Directions:
Word for word, set down the entries that follow.

Stored data:
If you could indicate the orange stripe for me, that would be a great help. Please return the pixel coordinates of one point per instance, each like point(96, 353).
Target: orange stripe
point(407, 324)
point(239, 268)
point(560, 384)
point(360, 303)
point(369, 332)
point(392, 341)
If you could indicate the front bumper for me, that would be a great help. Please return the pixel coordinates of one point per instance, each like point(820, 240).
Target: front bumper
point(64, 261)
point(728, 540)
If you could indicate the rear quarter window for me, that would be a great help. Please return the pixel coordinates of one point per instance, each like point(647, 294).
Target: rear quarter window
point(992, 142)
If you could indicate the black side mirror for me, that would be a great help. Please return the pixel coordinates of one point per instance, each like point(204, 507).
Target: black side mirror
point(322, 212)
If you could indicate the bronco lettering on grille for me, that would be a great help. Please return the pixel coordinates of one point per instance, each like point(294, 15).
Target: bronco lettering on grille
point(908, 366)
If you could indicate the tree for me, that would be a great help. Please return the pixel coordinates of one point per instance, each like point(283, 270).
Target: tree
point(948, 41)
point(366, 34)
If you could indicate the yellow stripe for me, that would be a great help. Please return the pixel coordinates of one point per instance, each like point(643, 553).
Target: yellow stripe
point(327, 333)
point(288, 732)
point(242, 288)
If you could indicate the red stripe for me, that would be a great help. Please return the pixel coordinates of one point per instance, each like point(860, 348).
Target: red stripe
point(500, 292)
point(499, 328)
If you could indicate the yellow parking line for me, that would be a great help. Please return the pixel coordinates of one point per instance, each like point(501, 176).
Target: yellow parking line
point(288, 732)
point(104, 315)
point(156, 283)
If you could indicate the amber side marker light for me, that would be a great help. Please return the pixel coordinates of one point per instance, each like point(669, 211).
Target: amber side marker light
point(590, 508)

Output:
If you could indicate the orange stripe for me, that would be a great help. Please return the pixel coordinates of one point per instance, each like point(96, 353).
Target: orange stripe
point(407, 324)
point(239, 268)
point(560, 384)
point(360, 303)
point(369, 332)
point(392, 341)
If you could indicate the front bumper for me, that would be a great help. Please return the pixel coordinates of one point per instance, each like point(820, 240).
Target: front bumper
point(64, 261)
point(728, 540)
If you could indicate the rear quarter window for me, that would be a great help. Please return the pixel coordinates of one point per instance, each like point(647, 294).
Target: rear quarter window
point(992, 142)
If you could indicate the black side mirror for me, that would be a great help. Please return the pixel coordinates of one point per instance, each like point(204, 507).
Target: black side mirror
point(322, 212)
If you could indicate the bronco lettering on grille for me, that would be a great help. Please return the pixel coordinates of one point per instance, each like point(294, 15).
Target: bronco lettering on grille
point(908, 366)
If you could indicate the tree for me, that would be a great help. Please return the pixel coordinates of one point per instance, each like point(283, 270).
Target: tree
point(948, 41)
point(366, 34)
If you could indicate the yellow stripe for me, that would be a great help. Please return the pixel coordinates of one point per instance, each like point(643, 553).
Target: yellow stripe
point(327, 333)
point(288, 732)
point(242, 288)
If you could indicate the red stripe for me, that would be a great help. Please return the pixel coordinates of one point per instance, each like point(860, 348).
Target: red stripe
point(500, 292)
point(499, 328)
If you could indicate the yellow parking line for me, that would be a great help. Please return the pixel coordinates of one point per instance, each like point(501, 176).
Target: yellow parking line
point(288, 732)
point(104, 315)
point(156, 283)
If you could indicate the amber side marker light for me, that would be a great help. Please return the pixel coordinates of one point per instance, each like point(669, 211).
Target: amber side marker light
point(590, 508)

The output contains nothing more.